### Passage to read

Figure 7 shows transversal cuts at half way through the grid at the end of the simulation. The figure shows the final distorted structure and turbulent mixing in all three models. The top panels show that model B05 is completely mixed (see the tracer in the right panel), whereas D10 and B20 still keep a fast, unmixed spine, which is larger in the latter. B20 shows a hot shear layer including the slower, outer regions of this unmixed core, contrary to D10 and B05, where the temperature decreases outwards. The centroid of model B20 is displaced left and down from the centre of coordinates, indicating helical motion in competition with the elliptical modes, responsible for the oblique elongation of the jet section. There are hints of a similar deformation in model D10, but no significant displacement of the centre of the jet is detected in this case. This may be because the dominating helical structure is given by a short wavelength mode, which only generates small displacements (Hardee 2000). Also model B05 shows an elongation (vertical in this cut), but any hints of regular structure have been smeared out by the mixing and disruption of the original flow. It is also difficult to assess whether the axis of the jet is displaced by helical modes; this can be better observed in the axial cuts.

### Data excerpt

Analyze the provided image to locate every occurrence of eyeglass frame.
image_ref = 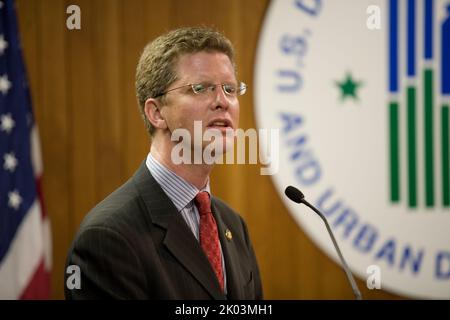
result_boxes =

### Challenge
Please print the passage on the simulated jet models in full, word for word. The data here was drawn from a separate source.

### Full response
Figure 7 shows transversal cuts at half way through the grid at the end of the simulation. The figure shows the final distorted structure and turbulent mixing in all three models. The top panels show that model B05 is completely mixed (see the tracer in the right panel), whereas D10 and B20 still keep a fast, unmixed spine, which is larger in the latter. B20 shows a hot shear layer including the slower, outer regions of this unmixed core, contrary to D10 and B05, where the temperature decreases outwards. The centroid of model B20 is displaced left and down from the centre of coordinates, indicating helical motion in competition with the elliptical modes, responsible for the oblique elongation of the jet section. There are hints of a similar deformation in model D10, but no significant displacement of the centre of the jet is detected in this case. This may be because the dominating helical structure is given by a short wavelength mode, which only generates small displacements (Hardee 2000). Also model B05 shows an elongation (vertical in this cut), but any hints of regular structure have been smeared out by the mixing and disruption of the original flow. It is also difficult to assess whether the axis of the jet is displaced by helical modes; this can be better observed in the axial cuts.